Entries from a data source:
----

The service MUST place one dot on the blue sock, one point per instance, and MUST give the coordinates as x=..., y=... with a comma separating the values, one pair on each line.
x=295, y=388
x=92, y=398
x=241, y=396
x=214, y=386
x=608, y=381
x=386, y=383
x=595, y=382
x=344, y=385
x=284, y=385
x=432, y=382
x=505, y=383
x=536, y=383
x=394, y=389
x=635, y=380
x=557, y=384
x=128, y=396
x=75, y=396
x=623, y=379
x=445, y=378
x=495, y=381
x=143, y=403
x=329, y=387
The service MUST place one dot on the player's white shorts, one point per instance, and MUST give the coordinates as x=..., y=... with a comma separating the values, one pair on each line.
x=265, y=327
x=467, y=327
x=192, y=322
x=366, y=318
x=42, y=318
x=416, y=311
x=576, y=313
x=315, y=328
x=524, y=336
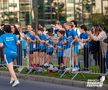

----

Reproduce every entry above verbatim, omitting the pictures.

The service MUST place one dot on the blue sock, one point per instance, and MUST give the coordinates as x=..., y=... with a comma separating the values, one pair on each line.
x=295, y=388
x=92, y=398
x=241, y=396
x=214, y=386
x=608, y=381
x=386, y=383
x=595, y=382
x=344, y=385
x=284, y=385
x=432, y=382
x=505, y=383
x=536, y=383
x=394, y=389
x=635, y=380
x=557, y=384
x=128, y=396
x=75, y=396
x=623, y=379
x=445, y=378
x=495, y=381
x=143, y=403
x=329, y=387
The service MUST place one dot on the player's white shorts, one point per instance, and MUST give the coordinates as x=..., y=... with a comma separating the values, one pair on each line.
x=265, y=327
x=467, y=327
x=192, y=322
x=366, y=318
x=42, y=318
x=416, y=311
x=576, y=313
x=315, y=328
x=524, y=336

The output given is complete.